> **Exercise**
What you return should be the lines from the first line of the records below through the line holding "Thank you for the photograph. Please indicate the tunnel exit", unchanged.

> **Source data**
»»

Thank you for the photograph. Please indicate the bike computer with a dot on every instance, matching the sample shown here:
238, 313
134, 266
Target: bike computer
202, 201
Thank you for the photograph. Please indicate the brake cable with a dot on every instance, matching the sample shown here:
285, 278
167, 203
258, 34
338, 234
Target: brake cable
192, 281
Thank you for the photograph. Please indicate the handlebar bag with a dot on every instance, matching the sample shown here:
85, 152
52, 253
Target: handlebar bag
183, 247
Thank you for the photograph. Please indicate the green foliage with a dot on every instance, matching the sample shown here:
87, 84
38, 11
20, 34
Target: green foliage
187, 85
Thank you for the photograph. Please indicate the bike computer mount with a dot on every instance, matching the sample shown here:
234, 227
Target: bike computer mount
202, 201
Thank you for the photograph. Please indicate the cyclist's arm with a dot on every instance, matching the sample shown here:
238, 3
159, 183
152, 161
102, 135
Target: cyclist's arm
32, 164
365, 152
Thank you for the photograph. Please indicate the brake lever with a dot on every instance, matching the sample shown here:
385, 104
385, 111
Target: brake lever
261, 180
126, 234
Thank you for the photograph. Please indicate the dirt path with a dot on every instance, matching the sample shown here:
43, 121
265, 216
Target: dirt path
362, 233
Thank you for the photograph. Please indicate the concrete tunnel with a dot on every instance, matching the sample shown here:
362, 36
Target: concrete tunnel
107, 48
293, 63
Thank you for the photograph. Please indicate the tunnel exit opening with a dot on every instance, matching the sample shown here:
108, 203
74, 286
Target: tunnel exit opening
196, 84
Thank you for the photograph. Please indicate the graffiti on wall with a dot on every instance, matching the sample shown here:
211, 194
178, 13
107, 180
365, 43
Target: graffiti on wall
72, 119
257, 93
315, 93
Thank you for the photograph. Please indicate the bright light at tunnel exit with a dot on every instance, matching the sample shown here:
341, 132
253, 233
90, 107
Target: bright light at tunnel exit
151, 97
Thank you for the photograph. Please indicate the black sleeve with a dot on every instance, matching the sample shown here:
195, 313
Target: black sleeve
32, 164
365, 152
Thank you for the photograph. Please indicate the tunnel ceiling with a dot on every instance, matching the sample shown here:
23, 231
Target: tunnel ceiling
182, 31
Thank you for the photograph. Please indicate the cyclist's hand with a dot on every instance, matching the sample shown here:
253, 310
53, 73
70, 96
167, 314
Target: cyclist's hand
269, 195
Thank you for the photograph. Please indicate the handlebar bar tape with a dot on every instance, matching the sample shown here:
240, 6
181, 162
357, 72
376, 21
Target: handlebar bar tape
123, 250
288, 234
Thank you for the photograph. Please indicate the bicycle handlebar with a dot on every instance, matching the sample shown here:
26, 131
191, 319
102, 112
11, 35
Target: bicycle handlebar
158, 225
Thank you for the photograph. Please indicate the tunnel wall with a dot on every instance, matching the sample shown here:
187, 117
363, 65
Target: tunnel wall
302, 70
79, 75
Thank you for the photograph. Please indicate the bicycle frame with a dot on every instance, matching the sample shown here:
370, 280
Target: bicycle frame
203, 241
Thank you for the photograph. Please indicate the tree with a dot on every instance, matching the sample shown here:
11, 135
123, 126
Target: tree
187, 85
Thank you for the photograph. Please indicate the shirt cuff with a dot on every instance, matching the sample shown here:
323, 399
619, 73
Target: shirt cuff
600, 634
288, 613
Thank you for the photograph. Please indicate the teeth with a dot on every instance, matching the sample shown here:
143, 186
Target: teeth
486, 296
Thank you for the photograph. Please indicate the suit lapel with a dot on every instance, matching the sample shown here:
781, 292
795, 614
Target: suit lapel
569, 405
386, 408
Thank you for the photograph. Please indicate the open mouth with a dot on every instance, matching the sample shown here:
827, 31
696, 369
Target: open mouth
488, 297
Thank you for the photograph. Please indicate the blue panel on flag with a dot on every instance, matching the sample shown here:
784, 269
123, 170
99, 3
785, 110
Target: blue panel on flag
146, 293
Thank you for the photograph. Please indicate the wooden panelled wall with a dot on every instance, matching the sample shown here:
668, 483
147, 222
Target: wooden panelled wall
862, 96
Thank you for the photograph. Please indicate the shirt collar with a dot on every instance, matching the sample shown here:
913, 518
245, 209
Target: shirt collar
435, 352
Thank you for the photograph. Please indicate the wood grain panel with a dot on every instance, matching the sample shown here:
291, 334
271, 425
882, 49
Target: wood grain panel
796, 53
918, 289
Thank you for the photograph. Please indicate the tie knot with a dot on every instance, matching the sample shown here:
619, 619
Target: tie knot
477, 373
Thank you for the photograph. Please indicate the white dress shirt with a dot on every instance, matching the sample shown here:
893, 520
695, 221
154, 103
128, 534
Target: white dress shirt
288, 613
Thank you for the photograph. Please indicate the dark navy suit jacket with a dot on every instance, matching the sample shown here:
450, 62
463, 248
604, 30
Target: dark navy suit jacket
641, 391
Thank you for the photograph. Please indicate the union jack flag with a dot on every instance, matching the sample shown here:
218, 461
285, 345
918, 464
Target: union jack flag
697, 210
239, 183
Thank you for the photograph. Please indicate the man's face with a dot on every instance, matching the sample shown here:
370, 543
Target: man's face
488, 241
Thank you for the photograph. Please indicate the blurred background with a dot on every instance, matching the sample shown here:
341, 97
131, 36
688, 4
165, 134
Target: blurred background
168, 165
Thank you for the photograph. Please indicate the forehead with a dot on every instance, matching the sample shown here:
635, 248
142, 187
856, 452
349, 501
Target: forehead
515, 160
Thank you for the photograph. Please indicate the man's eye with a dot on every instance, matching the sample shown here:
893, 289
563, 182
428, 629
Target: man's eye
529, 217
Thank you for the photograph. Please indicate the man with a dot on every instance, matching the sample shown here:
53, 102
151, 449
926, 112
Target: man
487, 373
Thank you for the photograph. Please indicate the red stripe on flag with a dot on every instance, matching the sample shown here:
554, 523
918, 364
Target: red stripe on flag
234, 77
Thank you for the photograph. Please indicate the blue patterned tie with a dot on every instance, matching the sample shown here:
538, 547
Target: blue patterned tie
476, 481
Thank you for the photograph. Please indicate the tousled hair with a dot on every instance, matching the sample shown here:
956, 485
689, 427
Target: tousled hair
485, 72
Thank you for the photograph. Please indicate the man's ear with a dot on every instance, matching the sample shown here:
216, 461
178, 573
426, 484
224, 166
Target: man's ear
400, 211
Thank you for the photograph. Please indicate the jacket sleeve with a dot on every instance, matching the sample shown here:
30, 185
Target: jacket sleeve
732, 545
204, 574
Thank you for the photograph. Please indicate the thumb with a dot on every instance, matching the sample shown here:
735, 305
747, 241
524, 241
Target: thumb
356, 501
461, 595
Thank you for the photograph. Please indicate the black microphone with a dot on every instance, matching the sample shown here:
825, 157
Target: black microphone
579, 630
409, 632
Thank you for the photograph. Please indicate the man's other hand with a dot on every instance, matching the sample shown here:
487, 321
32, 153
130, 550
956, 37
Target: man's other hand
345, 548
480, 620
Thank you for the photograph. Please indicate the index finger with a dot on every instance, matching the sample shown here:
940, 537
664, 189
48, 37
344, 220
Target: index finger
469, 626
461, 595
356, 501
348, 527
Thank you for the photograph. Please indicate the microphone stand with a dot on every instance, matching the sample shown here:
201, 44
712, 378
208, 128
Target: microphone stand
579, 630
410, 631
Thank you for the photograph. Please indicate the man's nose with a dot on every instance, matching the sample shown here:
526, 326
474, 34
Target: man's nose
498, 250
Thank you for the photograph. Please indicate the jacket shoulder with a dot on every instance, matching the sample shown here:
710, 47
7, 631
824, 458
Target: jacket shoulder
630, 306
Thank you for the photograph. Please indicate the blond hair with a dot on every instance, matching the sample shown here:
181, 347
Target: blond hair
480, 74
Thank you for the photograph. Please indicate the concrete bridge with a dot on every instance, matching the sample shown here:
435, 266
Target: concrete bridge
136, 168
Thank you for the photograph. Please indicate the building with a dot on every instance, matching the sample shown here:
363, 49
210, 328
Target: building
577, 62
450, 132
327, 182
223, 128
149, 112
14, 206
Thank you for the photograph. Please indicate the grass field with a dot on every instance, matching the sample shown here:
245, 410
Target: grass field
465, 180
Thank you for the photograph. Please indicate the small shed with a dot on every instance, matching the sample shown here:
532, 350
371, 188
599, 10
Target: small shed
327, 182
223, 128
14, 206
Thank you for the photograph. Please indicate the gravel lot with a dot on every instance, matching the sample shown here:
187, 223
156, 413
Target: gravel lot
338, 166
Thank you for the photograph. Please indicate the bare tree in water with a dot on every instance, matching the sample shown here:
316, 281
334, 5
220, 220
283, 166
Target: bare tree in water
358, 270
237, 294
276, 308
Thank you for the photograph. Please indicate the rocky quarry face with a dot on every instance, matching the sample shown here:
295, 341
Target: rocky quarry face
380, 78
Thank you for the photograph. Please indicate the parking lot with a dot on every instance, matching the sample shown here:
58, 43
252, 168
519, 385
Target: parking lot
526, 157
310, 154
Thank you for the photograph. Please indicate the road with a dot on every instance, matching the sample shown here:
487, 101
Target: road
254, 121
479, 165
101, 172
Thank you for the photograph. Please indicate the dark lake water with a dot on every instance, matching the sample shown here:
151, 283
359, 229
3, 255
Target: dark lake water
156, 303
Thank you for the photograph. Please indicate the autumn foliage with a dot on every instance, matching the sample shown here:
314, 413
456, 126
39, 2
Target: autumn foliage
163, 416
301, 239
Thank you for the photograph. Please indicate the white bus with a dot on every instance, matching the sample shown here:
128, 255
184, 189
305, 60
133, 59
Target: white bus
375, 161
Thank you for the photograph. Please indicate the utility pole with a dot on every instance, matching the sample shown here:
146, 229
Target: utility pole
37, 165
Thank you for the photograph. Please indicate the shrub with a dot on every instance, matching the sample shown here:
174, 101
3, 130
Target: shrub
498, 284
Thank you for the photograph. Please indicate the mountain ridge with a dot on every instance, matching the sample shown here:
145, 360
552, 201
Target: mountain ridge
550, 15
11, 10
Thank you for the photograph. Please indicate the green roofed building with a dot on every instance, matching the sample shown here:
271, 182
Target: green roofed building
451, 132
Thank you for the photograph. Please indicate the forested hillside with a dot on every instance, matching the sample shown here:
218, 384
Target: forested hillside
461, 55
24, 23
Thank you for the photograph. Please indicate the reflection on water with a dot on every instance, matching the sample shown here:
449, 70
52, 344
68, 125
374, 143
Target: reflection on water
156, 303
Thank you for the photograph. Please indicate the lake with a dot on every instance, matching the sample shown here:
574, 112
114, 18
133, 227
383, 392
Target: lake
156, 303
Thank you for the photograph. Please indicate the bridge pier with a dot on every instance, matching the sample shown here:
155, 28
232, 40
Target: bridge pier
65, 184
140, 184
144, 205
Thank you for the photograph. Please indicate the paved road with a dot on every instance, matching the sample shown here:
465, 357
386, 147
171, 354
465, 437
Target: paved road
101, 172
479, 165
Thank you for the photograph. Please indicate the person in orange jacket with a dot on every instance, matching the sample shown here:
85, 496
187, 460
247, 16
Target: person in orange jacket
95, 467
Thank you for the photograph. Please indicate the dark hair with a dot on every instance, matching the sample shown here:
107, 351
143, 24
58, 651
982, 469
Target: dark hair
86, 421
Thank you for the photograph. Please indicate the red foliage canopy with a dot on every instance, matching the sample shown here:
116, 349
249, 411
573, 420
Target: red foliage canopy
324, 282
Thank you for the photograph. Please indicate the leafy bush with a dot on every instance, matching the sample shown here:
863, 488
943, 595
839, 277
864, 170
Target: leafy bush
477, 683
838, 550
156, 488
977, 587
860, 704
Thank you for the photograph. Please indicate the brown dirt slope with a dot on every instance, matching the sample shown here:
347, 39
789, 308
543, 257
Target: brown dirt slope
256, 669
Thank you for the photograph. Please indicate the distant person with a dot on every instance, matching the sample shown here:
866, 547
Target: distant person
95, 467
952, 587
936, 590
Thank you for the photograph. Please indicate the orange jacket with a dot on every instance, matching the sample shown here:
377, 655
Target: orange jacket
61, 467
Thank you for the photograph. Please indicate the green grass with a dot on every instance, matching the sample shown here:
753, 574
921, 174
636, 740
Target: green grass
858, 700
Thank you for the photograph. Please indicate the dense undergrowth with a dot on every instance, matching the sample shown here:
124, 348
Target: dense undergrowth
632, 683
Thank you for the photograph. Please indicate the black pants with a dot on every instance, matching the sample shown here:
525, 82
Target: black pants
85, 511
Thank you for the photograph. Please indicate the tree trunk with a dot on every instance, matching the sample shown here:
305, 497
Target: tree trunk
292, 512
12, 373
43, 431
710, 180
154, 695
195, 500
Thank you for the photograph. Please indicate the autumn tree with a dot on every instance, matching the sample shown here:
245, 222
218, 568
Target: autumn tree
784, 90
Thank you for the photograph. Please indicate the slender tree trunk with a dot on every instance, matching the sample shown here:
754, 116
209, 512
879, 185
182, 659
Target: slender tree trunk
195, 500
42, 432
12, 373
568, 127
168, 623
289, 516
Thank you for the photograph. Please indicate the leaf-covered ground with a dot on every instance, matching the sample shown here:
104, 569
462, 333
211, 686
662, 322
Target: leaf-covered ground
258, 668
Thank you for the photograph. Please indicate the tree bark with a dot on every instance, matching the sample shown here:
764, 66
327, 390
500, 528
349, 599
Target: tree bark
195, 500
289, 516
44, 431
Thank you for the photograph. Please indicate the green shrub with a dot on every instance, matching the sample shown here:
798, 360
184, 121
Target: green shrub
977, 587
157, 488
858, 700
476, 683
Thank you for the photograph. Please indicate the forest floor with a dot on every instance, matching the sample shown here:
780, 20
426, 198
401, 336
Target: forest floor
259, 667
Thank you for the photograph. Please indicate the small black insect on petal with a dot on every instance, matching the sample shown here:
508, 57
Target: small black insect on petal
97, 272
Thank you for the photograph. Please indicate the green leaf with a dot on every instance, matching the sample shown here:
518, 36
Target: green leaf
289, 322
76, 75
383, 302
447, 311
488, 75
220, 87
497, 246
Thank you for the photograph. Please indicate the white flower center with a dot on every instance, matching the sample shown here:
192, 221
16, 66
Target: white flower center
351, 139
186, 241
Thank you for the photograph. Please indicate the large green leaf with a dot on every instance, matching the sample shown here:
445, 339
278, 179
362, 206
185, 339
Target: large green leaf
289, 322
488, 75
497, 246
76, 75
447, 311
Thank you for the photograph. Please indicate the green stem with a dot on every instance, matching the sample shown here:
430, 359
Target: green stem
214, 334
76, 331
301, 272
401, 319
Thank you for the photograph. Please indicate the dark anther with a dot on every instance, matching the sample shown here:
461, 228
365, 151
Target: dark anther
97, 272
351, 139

««

> **Solved problem**
Thank you for the photograph. Please indicate the bike computer with a dot on every instance, matching the sample shown here:
238, 313
134, 266
Target: bike computer
202, 201
Thank you for the photograph. Please indicate the brake cable with a dot on every instance, matching the sample shown here:
285, 278
167, 203
258, 34
338, 234
Target: brake cable
192, 281
Thank you for the photograph. Please indicate the handlebar bag with a dot on every instance, matching the sample shown here:
85, 152
52, 253
Target: handlebar bag
183, 247
Thank you for the photograph. Please indicate the green foliage with a dot on every instance, matching the sample shown here:
87, 84
38, 11
20, 34
Target: green foliage
187, 85
Thank you for the photograph. Please indicate the bike computer mount with a dot on every instance, matching the sample shown here:
234, 227
Target: bike computer mount
202, 201
Thank you for the photograph. Please indicate the cyclist's arm with a dot on every instance, matching the sample shown here:
238, 3
159, 183
152, 161
102, 135
Target: cyclist's arm
32, 164
365, 152
Thank you for the photograph. Please indicate the brake lever with a dot on every instance, matching the sample shown here:
385, 104
385, 111
Target: brake lever
261, 180
126, 234
Thank you for the photograph. Please indicate the dirt path with a dot on every instance, matching the sample shown here:
43, 121
265, 216
Target: dirt path
362, 233
Thank you for the photograph. Please indicate the concrete tunnel with a dot on every instance, matching the sample shown here:
362, 36
Target: concrete tunnel
107, 48
293, 63
Thank you for the photograph. Please indicate the tunnel exit opening with a dot on every instance, matching the sample shown here:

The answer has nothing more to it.